(Exercise description) Copy out every line below that contains the word "brick".

(Material supplied)

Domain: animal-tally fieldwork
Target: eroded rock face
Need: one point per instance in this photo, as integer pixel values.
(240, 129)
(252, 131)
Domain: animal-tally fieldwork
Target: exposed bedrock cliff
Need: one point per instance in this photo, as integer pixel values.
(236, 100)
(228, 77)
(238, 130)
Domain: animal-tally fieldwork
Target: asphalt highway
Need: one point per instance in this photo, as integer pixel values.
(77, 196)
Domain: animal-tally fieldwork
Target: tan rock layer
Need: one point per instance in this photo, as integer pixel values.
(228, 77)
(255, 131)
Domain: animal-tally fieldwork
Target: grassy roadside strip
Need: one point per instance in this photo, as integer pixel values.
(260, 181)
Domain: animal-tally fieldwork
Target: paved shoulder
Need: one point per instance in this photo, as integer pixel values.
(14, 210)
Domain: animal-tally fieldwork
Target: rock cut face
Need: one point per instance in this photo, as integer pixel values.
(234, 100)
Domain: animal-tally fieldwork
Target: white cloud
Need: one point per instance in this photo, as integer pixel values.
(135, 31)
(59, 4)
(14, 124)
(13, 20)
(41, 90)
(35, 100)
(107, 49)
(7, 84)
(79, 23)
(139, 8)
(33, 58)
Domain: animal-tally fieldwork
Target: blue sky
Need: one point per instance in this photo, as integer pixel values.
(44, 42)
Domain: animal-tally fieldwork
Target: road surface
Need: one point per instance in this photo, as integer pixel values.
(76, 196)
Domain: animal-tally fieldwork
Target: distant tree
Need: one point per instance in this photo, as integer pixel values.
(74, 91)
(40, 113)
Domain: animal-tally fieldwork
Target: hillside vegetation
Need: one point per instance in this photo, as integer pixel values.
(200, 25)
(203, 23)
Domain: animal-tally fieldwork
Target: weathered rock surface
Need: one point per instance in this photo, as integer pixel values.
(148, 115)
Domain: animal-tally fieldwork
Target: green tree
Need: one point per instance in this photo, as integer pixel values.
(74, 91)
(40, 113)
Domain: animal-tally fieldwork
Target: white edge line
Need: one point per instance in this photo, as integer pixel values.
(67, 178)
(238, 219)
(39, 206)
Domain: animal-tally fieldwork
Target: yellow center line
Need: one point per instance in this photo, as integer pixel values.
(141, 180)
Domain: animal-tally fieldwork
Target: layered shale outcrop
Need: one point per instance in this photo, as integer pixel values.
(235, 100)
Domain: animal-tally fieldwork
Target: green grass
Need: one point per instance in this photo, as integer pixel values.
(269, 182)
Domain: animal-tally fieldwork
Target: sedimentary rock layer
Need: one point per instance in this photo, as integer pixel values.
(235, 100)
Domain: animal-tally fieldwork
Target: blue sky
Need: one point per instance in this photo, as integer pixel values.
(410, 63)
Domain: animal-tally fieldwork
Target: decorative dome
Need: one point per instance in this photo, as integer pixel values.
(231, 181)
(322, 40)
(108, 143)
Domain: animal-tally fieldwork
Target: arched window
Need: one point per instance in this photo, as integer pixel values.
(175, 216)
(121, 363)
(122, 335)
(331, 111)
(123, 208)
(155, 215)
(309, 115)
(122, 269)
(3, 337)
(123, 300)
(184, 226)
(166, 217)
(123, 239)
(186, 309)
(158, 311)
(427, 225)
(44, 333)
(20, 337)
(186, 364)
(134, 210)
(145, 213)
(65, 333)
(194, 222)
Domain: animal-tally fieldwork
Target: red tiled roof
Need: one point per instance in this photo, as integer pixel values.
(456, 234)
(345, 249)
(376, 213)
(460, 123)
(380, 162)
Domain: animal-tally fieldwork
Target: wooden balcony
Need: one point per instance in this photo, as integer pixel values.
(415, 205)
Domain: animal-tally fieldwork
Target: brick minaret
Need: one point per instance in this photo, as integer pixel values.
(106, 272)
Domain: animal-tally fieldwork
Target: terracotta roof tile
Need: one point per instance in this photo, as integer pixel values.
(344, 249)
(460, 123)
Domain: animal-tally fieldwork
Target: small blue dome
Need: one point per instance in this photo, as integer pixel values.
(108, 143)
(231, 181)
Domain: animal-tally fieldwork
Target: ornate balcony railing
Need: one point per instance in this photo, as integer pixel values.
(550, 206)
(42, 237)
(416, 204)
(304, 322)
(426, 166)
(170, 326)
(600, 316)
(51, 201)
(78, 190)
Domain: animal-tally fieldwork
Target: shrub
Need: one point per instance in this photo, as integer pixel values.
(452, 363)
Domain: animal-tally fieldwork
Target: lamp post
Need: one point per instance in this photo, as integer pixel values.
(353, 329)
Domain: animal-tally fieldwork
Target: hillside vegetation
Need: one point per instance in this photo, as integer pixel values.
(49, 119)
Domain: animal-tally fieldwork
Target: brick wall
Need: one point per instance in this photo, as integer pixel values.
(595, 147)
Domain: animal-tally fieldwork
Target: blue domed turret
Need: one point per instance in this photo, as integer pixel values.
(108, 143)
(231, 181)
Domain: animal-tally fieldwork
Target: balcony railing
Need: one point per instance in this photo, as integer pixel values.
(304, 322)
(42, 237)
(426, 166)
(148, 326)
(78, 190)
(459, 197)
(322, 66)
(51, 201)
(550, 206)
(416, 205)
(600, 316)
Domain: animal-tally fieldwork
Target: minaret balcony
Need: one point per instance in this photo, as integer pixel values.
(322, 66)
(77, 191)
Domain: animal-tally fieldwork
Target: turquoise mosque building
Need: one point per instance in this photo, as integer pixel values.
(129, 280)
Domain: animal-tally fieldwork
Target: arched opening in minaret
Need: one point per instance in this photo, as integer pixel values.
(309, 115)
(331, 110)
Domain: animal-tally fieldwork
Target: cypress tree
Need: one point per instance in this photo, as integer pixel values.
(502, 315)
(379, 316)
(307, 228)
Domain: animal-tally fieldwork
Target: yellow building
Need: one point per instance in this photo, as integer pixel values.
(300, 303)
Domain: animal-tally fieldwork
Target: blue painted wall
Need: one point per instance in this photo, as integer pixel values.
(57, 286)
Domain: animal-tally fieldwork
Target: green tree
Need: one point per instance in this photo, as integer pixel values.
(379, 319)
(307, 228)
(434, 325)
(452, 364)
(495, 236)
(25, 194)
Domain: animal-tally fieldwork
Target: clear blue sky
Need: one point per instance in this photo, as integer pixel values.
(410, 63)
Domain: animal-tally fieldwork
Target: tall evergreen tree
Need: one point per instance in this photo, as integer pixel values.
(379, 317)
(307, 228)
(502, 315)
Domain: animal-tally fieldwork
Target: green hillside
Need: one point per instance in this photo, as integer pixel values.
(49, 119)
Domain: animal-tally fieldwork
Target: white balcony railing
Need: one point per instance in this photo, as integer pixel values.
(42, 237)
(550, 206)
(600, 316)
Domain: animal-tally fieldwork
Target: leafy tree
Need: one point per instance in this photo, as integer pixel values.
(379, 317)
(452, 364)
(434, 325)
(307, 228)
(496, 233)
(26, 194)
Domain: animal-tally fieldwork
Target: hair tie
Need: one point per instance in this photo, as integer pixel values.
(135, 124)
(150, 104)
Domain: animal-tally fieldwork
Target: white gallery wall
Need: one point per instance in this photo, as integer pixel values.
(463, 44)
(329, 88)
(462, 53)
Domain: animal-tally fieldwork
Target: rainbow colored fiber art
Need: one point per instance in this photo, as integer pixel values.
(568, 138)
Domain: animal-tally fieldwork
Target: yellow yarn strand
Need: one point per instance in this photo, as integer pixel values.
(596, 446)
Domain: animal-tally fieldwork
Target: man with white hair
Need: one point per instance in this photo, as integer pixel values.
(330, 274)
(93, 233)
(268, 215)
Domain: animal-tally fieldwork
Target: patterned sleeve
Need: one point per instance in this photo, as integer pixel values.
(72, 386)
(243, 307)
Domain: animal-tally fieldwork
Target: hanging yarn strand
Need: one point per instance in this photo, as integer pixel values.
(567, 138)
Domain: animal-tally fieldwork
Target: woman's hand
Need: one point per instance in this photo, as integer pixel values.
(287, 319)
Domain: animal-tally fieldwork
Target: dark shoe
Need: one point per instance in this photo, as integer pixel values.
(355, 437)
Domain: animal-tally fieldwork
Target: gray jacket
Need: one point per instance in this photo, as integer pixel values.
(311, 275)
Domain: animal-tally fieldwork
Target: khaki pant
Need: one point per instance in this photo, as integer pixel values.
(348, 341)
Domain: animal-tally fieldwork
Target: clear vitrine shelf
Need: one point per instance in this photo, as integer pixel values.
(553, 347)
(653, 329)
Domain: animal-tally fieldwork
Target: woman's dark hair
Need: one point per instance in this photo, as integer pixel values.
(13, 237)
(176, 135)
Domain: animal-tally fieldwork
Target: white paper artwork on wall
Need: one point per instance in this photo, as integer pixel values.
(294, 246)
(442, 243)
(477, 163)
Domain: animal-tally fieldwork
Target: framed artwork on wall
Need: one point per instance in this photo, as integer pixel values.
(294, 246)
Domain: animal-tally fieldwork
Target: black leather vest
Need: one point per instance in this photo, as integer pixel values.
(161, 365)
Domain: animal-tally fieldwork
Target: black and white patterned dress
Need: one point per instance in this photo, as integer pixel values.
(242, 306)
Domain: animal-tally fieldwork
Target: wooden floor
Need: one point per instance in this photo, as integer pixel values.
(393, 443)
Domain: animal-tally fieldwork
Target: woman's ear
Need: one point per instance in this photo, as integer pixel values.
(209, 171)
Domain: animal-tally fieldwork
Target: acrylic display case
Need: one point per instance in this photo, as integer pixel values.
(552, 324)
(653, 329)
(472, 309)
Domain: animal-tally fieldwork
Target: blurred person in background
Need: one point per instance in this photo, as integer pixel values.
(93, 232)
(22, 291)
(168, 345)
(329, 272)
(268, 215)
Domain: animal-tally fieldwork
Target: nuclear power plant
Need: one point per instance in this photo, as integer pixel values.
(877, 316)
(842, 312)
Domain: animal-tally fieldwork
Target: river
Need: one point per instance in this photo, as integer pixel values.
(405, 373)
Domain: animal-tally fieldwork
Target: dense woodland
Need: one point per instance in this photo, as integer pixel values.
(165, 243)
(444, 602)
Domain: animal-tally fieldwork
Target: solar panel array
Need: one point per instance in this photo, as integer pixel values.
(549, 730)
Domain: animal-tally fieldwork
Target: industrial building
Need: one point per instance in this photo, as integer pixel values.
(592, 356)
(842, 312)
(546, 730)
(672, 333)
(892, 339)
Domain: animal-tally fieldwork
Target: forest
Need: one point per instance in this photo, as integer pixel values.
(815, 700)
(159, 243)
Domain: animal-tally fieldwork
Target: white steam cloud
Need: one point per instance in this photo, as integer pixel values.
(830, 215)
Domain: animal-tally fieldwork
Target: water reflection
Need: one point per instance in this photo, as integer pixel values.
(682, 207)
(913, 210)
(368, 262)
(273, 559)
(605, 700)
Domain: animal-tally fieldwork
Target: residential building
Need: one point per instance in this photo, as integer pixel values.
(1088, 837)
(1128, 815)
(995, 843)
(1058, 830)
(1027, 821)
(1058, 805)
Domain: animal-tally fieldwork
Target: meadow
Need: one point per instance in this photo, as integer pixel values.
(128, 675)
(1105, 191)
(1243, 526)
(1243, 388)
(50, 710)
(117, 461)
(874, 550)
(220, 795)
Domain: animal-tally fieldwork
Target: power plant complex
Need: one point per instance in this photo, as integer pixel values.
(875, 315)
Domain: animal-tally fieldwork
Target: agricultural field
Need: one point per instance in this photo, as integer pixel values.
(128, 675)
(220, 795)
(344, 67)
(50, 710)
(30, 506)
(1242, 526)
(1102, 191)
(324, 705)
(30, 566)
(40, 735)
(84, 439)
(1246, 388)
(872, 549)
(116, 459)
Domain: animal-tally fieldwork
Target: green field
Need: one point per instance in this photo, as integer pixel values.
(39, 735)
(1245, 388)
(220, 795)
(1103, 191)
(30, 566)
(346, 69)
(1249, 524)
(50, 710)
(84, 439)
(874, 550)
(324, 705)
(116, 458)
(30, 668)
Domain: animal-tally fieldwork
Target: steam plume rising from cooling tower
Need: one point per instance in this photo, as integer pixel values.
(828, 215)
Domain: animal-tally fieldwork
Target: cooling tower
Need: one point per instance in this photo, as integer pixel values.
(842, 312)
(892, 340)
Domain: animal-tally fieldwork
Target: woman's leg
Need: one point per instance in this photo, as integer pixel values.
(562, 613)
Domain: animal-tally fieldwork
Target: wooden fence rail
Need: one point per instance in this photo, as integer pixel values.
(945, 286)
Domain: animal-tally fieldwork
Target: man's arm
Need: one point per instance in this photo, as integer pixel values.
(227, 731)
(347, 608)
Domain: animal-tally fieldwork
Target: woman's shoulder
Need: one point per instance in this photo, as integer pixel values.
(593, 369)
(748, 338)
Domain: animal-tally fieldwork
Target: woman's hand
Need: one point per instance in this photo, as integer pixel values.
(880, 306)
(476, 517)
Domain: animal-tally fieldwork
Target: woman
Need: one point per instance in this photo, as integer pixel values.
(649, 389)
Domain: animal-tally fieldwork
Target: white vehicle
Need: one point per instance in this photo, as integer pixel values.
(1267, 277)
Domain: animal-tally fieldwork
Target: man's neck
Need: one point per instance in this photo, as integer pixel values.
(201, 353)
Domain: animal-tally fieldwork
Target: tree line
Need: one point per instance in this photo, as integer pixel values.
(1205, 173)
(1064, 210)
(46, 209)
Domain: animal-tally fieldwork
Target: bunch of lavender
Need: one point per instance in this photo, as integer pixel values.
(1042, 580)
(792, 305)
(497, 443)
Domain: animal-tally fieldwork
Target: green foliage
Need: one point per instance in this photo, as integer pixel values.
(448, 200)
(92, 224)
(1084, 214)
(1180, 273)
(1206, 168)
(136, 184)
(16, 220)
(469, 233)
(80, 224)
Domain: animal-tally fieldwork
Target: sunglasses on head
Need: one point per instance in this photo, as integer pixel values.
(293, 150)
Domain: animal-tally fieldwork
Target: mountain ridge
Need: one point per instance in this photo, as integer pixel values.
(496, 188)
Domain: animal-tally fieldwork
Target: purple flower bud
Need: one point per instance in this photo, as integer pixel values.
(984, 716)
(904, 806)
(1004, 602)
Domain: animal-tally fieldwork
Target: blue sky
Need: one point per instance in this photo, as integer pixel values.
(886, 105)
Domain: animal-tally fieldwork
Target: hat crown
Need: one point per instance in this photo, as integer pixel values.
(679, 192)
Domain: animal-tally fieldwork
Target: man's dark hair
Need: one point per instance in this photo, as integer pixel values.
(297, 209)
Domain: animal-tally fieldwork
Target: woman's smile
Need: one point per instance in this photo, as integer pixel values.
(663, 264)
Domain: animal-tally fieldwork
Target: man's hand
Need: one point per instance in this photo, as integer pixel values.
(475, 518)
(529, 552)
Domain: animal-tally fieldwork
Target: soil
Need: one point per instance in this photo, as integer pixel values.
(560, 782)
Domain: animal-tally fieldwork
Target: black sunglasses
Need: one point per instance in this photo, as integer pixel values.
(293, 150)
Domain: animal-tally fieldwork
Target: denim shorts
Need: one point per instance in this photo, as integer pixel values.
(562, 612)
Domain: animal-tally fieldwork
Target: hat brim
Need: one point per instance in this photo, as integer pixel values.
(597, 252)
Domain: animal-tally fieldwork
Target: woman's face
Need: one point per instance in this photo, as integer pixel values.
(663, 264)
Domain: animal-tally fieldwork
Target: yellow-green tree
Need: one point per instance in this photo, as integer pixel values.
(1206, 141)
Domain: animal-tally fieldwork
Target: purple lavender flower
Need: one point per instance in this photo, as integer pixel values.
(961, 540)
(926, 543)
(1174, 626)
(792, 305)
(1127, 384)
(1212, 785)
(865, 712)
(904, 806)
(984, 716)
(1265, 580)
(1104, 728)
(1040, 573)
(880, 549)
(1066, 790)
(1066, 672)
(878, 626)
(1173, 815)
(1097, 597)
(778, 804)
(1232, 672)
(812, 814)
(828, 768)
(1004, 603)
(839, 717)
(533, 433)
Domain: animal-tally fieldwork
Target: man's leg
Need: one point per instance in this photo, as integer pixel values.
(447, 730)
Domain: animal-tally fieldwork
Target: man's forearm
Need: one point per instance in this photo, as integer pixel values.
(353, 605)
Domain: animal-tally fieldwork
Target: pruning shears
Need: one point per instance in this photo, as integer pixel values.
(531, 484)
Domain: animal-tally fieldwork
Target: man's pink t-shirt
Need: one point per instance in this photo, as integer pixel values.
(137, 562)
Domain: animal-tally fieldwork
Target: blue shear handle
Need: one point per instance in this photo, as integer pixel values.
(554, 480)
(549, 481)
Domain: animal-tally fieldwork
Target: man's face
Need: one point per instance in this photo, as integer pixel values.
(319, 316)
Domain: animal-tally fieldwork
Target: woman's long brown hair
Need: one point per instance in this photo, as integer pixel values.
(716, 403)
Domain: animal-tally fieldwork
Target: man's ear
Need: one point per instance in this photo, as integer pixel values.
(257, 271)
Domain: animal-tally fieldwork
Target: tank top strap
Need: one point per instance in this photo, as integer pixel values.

(Written solution)
Target: brick minaret
Target: brick wall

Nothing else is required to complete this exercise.